SUPPLIED TEXT below:

American novelist and short story writer (born 1959)

Ann Packer (born 1959) is an American novelist and short story writer. She is the recipient of a James Michener Award and a National Endowment for the Arts fellowship.

==Personal life==
Packer was born in Stanford, California. She is the daughter of Stanford University professors Herbert L. Packer and Nancy Huddleston Packer.

Her mother was a student of the historian/novelist Wallace Stegner at the Stanford Writing Program; Nancy Packer later joined the Stanford faculty as professor of English and creative writing. Her father was on the faculty of Stanford Law School, where he highlighted the tensions between Due Process and Crime Control. In 1969, when Ann was 10 years old, he suffered a stroke that paralyzed the right side of his body. He died by suicide three years later.

Her uncle, George Huddleston, Jr., and her grandfather, George Huddleston, Sr., were congressmen from Alabama. Her brother, George Packer, is a novelist, journalist, and playwright. Her father was Jewish and her mother was from a Christian background.

==Career==
Packer was an English major at Yale University, but only began writing fiction during her senior year. She moved to New York after college and took a job writing paperback cover copy at Ballantine Books. She attended the Iowa Writers' Workshop from 1986 to 1988, selling her first short story to The New Yorker a few weeks before receiving her M.F.A. degree.

End of SUPPLIED TEXT.
RECORDED DATA below:

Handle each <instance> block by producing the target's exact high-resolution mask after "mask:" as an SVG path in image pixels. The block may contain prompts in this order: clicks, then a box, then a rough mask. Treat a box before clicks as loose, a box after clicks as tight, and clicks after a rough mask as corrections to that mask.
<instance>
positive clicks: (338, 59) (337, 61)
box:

End of RECORDED DATA.

- YOUR OBJECTIVE -
Print the whole text about Ann Packer again, word for word.

- ANSWER FOR THE TASK -
American novelist and short story writer (born 1959)

Ann Packer (born 1959) is an American novelist and short story writer. She is the recipient of a James Michener Award and a National Endowment for the Arts fellowship.

==Personal life==
Packer was born in Stanford, California. She is the daughter of Stanford University professors Herbert L. Packer and Nancy Huddleston Packer.

Her mother was a student of the historian/novelist Wallace Stegner at the Stanford Writing Program; Nancy Packer later joined the Stanford faculty as professor of English and creative writing. Her father was on the faculty of Stanford Law School, where he highlighted the tensions between Due Process and Crime Control. In 1969, when Ann was 10 years old, he suffered a stroke that paralyzed the right side of his body. He died by suicide three years later.

Her uncle, George Huddleston, Jr., and her grandfather, George Huddleston, Sr., were congressmen from Alabama. Her brother, George Packer, is a novelist, journalist, and playwright. Her father was Jewish and her mother was from a Christian background.

==Career==
Packer was an English major at Yale University, but only began writing fiction during her senior year. She moved to New York after college and took a job writing paperback cover copy at Ballantine Books. She attended the Iowa Writers' Workshop from 1986 to 1988, selling her first short story to The New Yorker a few weeks before receiving her M.F.A. degree.